**What is asked:** Copy the rows from the beginning through the line holding "108,306,224,342", inclusive, and omit the pictures. Keep the requests unchanged, but multiply each bounding-box coordinate in the answers by 2, rounding to whole numbers with halves rounded up.

[A block of data]
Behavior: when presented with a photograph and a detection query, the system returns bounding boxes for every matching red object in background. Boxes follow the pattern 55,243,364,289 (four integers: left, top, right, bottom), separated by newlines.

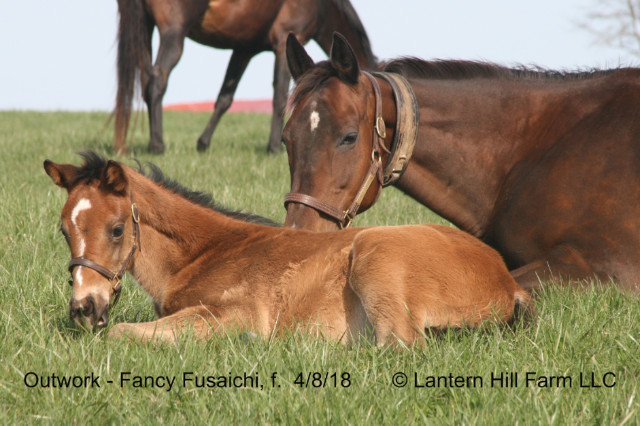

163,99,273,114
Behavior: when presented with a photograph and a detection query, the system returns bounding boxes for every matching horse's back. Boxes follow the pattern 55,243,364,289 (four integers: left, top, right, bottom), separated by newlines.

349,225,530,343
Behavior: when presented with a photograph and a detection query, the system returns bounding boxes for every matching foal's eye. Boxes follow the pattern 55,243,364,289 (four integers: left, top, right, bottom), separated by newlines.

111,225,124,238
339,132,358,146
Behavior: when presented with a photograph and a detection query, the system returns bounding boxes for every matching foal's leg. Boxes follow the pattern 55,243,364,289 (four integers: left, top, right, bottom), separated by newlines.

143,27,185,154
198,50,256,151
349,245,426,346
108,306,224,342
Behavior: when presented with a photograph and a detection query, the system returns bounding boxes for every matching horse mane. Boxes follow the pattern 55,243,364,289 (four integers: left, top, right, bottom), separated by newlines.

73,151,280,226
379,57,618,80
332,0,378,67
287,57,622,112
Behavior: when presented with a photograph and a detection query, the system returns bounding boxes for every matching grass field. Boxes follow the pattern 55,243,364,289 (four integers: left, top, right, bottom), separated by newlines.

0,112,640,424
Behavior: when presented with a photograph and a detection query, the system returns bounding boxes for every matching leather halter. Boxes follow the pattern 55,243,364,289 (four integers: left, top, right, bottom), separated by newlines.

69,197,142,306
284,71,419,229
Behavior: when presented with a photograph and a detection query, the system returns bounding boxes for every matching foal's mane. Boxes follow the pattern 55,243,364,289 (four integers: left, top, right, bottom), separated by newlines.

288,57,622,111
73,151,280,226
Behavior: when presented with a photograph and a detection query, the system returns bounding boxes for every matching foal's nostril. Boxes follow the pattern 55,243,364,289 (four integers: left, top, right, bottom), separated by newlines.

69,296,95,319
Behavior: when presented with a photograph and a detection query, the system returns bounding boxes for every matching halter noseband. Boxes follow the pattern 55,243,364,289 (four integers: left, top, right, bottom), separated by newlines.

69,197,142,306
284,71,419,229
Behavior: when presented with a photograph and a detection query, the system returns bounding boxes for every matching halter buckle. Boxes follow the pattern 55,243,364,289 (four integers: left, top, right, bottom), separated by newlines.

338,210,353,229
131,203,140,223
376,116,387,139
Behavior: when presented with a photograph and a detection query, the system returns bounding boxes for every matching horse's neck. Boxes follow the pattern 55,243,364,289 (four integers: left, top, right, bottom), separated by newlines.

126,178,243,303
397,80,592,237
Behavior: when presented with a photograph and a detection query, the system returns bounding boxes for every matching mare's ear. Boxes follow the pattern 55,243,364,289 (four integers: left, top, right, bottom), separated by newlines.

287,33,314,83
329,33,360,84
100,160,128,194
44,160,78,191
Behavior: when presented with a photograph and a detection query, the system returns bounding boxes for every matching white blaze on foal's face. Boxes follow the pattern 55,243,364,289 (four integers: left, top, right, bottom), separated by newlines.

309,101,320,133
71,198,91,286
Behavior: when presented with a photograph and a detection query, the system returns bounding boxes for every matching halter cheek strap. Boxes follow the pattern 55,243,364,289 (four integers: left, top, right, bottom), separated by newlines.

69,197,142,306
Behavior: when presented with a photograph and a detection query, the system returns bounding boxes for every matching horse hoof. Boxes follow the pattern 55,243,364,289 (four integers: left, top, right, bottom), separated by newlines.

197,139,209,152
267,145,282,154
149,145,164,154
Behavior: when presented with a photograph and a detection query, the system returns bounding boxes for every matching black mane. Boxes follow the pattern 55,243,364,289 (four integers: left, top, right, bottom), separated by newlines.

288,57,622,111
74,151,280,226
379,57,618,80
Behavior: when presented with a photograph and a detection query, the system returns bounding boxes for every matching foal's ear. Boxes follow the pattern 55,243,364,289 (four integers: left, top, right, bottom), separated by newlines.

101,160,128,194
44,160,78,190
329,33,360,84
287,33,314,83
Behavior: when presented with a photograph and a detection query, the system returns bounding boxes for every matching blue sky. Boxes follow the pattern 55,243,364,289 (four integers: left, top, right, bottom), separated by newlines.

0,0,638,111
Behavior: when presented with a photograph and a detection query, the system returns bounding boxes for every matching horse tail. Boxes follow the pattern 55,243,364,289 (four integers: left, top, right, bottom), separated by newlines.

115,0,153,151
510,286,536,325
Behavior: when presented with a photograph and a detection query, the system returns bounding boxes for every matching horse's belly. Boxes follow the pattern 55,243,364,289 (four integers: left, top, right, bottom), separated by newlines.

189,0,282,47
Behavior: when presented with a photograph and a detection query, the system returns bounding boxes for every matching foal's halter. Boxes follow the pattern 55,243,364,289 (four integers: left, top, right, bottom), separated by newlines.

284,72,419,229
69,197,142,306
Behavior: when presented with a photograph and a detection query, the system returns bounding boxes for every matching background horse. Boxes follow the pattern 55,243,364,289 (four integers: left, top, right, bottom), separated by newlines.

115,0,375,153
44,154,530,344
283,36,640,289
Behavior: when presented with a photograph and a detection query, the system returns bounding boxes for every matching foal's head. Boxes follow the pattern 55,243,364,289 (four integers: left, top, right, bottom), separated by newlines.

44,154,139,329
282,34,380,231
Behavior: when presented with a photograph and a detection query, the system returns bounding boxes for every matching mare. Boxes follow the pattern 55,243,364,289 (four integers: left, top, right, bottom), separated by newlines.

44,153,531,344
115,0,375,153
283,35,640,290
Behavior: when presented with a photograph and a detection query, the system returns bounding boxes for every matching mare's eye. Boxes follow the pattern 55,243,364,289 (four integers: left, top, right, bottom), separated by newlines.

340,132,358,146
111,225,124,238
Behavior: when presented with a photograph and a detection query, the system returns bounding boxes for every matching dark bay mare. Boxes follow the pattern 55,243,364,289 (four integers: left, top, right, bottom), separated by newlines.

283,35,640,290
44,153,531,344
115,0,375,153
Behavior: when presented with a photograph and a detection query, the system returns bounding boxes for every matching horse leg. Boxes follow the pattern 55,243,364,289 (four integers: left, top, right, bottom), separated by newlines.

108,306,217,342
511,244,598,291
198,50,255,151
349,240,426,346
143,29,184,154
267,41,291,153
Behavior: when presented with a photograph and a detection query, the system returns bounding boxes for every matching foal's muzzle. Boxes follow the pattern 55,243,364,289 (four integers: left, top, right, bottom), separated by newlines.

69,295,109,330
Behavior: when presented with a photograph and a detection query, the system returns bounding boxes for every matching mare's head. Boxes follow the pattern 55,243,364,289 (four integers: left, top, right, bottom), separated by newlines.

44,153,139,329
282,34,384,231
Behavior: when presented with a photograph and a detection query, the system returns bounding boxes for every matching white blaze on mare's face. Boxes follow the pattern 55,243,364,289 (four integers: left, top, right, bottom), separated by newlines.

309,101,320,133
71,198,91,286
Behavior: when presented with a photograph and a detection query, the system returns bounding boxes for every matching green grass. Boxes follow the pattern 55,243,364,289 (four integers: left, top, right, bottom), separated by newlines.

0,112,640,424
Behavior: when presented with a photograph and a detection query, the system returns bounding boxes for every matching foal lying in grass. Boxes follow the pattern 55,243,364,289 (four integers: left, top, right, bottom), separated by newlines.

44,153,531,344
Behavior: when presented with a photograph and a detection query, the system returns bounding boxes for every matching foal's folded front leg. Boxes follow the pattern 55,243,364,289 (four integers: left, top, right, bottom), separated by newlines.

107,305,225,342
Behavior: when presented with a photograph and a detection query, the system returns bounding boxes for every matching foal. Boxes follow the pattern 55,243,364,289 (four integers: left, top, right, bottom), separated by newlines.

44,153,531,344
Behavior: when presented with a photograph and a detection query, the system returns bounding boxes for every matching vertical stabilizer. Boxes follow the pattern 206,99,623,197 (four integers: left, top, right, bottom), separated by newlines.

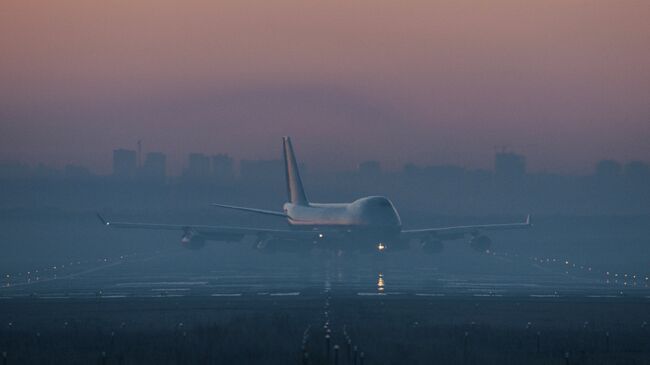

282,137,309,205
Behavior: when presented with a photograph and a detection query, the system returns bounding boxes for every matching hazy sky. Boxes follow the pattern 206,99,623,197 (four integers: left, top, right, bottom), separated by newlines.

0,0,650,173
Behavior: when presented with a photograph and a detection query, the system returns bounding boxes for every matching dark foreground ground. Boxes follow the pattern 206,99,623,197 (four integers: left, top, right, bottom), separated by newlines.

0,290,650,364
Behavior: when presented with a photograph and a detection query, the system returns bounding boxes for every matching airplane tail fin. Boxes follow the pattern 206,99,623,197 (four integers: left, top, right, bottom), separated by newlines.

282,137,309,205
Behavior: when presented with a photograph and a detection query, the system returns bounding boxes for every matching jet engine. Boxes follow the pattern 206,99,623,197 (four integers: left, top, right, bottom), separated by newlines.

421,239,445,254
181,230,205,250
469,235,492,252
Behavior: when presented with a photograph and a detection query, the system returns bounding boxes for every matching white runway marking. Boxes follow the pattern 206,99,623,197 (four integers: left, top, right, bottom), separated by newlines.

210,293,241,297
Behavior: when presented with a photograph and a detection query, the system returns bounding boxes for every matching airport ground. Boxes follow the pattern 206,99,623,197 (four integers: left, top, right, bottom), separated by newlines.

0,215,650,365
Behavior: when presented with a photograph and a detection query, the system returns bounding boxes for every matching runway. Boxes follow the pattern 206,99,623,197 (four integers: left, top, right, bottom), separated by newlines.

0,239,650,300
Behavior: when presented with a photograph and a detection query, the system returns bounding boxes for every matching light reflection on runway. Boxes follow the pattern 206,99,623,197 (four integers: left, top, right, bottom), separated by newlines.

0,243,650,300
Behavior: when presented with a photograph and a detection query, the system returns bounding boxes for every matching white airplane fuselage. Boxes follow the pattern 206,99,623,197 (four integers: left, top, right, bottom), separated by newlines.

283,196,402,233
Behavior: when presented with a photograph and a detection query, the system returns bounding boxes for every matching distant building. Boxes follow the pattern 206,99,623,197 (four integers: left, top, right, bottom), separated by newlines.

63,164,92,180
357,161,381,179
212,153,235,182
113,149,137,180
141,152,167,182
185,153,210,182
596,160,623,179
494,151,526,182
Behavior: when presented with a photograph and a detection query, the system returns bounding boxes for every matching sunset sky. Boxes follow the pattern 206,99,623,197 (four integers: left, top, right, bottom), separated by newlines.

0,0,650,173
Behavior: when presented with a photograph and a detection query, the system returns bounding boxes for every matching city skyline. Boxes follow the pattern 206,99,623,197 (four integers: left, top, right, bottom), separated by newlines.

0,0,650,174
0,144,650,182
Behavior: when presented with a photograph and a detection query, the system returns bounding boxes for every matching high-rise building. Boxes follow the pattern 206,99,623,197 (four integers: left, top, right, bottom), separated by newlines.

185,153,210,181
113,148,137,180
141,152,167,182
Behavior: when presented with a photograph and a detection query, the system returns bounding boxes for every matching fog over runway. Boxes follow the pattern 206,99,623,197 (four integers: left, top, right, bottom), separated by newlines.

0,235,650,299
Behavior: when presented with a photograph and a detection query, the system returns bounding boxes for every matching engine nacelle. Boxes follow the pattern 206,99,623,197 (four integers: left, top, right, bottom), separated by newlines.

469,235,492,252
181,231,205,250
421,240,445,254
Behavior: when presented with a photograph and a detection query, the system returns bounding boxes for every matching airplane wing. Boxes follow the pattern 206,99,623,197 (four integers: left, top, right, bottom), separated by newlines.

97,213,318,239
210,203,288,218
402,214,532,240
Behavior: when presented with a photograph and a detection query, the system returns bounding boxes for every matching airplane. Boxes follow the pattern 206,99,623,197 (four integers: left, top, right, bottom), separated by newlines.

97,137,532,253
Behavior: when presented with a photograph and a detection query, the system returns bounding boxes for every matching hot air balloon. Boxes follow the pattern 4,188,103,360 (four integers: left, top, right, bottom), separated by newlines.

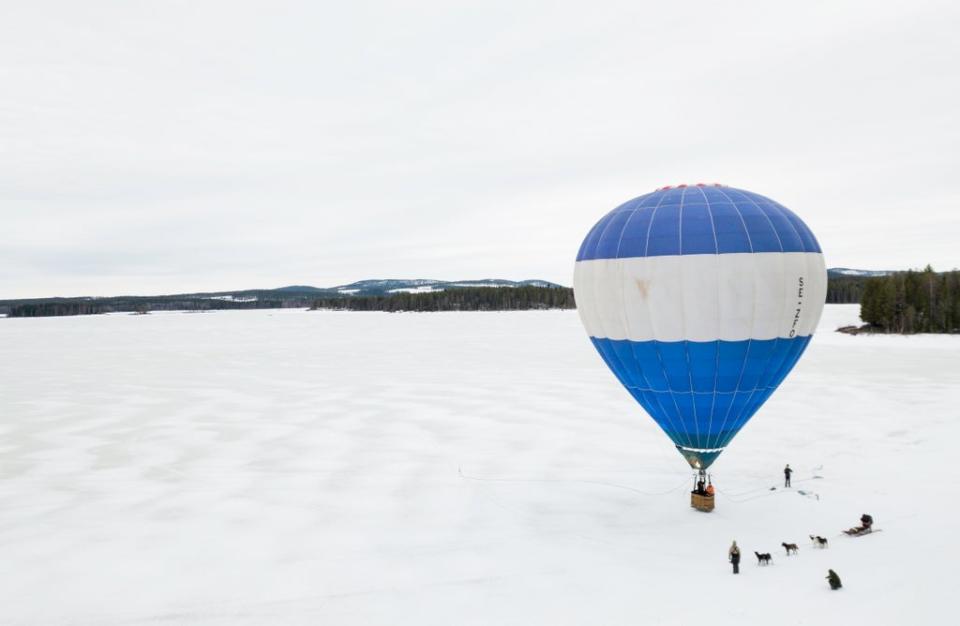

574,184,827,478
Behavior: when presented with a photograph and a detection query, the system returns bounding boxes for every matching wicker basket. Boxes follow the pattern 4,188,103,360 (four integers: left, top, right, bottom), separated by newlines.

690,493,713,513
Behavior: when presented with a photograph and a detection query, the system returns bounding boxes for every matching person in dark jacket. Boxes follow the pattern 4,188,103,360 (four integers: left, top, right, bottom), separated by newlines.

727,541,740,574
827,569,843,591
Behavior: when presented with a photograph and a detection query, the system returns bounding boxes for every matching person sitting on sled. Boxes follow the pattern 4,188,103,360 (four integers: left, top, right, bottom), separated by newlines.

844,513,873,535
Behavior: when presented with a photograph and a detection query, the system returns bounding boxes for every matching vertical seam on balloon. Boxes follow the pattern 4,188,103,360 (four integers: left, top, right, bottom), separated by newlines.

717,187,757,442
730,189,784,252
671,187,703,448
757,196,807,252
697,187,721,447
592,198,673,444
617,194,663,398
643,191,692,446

**Answer for the task:**
Behavior: when presented with a photograph and a detection query, the system returns bounding boxes for every matching red object in background. Boxes follow the pattern 55,243,364,289 (four integers: left, top, right, bottom), separated by newlines.


326,198,546,228
Behavior: when presented with a photograph and a detection query, the system returns bounding boxes for every matching horse's back. Boxes follow the pattern 55,243,364,289 (four integers: left, top, right, bottom), separated by newlines.

698,450,1060,686
Behavior: when presented with a photograph and a detection query, the system returns bounding boxes for every matching foal's eye. Boxes follow the pattern 55,243,364,289 (four integers: left, top, right, bottom), separated by newlines.

222,450,248,476
678,264,716,292
Behavior: when presented with a photograph and a detection query, the system returns bounding boxes for every matching foal's leg. Boxes follow the pattern 55,243,364,289 (four integers: left, top, right, bottom), separated by newlines.

286,54,370,308
396,100,512,302
698,490,852,692
216,612,448,684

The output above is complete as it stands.